## Aim of the task
Rewrite the lines in full, starting at the one containing "Does the image above contain any canal" and ending at the one containing "410, 78, 575, 361", both included, and scale every bounding box coordinate in the answers by 1.75, rounding to whole numbers with halves going up. Leave all other text and numbers unchanged, including the sample coordinates after "Example:".

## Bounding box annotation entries
* Start *
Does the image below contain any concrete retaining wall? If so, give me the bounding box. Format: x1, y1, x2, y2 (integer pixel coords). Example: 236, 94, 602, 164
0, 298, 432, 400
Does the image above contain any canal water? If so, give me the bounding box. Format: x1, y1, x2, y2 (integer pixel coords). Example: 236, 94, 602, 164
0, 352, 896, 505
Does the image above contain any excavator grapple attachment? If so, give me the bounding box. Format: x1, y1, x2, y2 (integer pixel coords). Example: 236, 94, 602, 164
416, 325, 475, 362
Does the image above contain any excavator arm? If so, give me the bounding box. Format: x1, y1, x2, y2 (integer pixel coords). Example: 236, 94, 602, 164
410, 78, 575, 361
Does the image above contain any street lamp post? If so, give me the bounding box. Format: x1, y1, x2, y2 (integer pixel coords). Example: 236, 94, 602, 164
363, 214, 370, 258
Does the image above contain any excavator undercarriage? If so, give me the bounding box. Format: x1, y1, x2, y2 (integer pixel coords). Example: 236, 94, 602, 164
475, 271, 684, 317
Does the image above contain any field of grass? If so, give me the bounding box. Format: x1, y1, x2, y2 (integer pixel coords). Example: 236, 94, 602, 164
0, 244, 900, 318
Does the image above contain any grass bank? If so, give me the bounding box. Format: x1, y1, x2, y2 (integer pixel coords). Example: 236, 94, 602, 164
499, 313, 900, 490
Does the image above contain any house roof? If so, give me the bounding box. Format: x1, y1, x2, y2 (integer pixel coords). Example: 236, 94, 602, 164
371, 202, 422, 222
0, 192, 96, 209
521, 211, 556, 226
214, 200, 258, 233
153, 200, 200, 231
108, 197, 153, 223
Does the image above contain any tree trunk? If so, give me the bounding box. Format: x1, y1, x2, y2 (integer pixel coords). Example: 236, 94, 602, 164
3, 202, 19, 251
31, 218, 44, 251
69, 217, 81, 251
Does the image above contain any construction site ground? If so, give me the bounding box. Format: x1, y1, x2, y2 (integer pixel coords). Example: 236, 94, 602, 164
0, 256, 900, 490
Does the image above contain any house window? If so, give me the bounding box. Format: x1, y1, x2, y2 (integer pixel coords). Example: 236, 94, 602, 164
* End *
## Result of the task
Does the image above contain any canal water? If so, give me the bounding box. Format: x1, y1, x2, y2 (integer pixel coords). Example: 236, 94, 602, 164
0, 616, 1568, 884
Does the image above contain any excavator grapple attachment? If so, give me the bounding box. Format: x1, y1, x2, y2 (integer pixel coords). Example: 236, 94, 602, 164
728, 569, 831, 634
Does the image above contain any excavator arm? If so, give me the bounding box. Format: x1, y1, x2, y2 (integer pixel coords). Example: 236, 94, 602, 164
718, 137, 1006, 632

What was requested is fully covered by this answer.